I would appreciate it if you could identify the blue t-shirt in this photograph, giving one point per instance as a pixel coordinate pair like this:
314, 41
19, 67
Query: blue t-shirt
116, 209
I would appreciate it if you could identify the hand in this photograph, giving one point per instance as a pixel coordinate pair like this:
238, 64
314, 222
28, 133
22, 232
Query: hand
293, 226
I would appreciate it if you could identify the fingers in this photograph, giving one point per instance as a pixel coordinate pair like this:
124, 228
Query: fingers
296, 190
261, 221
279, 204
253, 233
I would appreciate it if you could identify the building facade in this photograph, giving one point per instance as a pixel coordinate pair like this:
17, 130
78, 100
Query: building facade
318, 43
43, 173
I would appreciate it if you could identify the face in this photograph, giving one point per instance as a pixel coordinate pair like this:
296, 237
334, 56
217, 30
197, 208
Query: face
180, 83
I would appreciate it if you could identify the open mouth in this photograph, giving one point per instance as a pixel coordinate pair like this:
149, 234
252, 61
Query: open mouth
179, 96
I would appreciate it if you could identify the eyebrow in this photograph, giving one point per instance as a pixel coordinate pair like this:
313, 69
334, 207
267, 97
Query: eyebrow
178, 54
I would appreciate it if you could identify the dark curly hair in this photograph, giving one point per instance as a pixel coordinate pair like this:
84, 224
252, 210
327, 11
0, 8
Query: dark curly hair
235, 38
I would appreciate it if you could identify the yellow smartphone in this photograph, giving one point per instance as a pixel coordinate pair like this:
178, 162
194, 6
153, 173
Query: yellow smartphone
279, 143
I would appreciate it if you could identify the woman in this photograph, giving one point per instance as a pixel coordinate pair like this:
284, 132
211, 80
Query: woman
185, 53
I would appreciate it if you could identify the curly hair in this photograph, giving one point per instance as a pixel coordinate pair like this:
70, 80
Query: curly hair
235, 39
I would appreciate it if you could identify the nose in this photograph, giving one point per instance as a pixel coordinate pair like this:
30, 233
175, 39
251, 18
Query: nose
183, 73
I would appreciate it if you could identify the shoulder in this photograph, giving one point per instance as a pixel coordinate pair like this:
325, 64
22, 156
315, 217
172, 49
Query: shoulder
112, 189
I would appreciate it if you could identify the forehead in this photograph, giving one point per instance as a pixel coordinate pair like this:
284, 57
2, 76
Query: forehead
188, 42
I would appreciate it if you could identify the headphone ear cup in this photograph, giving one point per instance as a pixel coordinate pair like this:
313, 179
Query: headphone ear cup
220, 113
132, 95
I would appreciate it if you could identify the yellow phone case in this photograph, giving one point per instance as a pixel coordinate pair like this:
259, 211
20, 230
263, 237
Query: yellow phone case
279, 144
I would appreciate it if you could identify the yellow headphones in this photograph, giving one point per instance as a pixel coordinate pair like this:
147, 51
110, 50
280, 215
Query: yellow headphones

* **Do this**: Copy the listing again from the line with "I would appreciate it if you could identify the nose" through its last line, requests included, and increase every coordinate in the answer points by 5. The requests and their sample coordinates stay unchanged.

* **Answer below**:
I would appreciate it if you could identify the nose in this photograph, giving one point per instance as a pixel coordinate pair like this:
30, 233
175, 39
251, 18
Query: nose
188, 78
I would appreciate it if you could identify the shoulder in this photograph, giving one point per instance as a pixel coordinate pair like this:
325, 64
22, 156
315, 217
172, 49
Query: shoulder
117, 194
I would appreciate it if you could identify the forehead in this photograph, giving one point per instance as a pixel coordinate pair like this:
284, 57
2, 76
Query: forehead
193, 47
I would appreciate it if you could identify the headphone ear cup in this photograph, giving one point per instance as a pixel coordinate pair like this:
313, 179
Query: headphone ear cup
225, 118
137, 100
I would appreciate it if you could identify the yellow phone case in this photograph, giving one point per instance as a pixel coordinate pair like this:
259, 211
20, 230
263, 237
Query: yellow phone case
284, 149
I would appreciate it if you could identify the yellow headphones in this photograph, giving one point per instance as a pixel coordinate pair like this:
147, 51
110, 50
280, 215
Query: yellow headphones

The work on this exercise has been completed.